:: EXERCISE PROMPT ::
Transcribe, word for word, only the lines from the one containing "One point per instance, written like point(75, 45)" through the end of the material below. Pictures stay out.

┄┄┄┄┄┄

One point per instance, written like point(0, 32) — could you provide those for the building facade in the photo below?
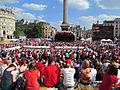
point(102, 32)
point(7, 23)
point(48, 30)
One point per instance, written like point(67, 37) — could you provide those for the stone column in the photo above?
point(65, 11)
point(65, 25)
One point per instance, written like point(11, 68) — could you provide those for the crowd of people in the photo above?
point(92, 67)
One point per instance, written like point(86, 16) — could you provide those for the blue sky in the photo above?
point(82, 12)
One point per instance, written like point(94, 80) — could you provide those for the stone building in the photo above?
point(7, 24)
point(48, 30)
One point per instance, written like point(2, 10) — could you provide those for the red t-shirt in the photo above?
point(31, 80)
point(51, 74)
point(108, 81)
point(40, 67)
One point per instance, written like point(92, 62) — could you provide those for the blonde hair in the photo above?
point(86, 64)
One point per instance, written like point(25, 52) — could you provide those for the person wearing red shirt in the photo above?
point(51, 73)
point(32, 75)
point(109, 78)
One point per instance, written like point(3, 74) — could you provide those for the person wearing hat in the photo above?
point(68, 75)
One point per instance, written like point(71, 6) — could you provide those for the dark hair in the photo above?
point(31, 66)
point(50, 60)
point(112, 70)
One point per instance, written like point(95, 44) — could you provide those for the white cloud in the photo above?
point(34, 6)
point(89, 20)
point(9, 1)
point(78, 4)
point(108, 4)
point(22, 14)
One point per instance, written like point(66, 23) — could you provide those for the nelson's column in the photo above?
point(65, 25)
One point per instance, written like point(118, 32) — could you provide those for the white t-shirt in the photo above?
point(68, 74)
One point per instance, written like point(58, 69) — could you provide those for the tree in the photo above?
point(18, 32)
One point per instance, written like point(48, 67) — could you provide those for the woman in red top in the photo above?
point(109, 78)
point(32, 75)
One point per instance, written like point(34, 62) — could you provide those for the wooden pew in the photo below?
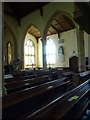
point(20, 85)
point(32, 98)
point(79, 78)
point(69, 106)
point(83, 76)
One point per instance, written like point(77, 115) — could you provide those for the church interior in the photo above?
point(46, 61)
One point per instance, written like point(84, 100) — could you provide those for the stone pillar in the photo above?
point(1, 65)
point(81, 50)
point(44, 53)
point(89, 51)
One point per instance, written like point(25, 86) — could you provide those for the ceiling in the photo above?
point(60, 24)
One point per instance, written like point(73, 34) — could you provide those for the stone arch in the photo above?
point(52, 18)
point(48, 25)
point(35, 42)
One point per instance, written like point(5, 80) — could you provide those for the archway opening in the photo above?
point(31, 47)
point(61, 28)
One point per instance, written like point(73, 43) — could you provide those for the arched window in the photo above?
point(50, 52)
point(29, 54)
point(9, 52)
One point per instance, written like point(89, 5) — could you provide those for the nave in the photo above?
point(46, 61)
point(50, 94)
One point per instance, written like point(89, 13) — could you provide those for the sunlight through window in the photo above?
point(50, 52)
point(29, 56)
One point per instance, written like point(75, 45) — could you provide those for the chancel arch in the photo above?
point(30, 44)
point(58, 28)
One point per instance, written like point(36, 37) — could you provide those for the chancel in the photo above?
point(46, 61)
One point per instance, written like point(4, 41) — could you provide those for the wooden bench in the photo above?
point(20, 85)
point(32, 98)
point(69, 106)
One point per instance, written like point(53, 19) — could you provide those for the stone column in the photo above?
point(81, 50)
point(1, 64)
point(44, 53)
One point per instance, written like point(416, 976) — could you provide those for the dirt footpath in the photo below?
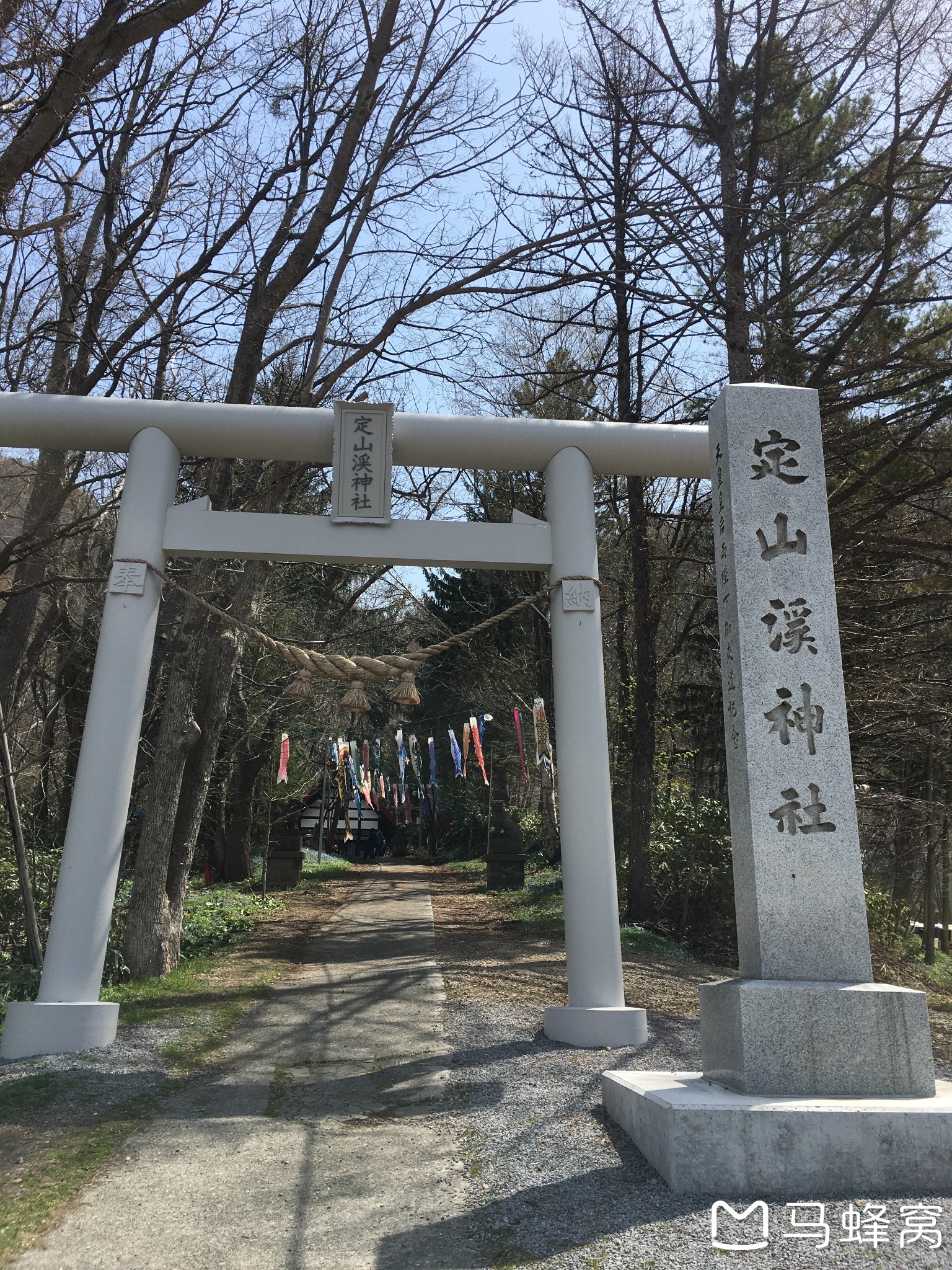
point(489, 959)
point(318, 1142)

┄┄┄┄┄┄

:: ANSWER SECTION ::
One point per instance, written like point(75, 45) — could you provide those for the chancel arch in the photo above?
point(30, 44)
point(58, 28)
One point per instance, written like point(36, 37) — could you provide those for the chancel in the photo above?
point(46, 61)
One point per instance, written like point(4, 41) — could you provide those for the wooden bench in the photo above?
point(20, 85)
point(32, 98)
point(69, 106)
One point per instance, written like point(53, 19) — could you provide those for the stone column in the photo above?
point(81, 50)
point(1, 64)
point(44, 53)
One point per instance, written like point(416, 976) — could you provide those for the dirt footpath in the photo below?
point(489, 959)
point(318, 1142)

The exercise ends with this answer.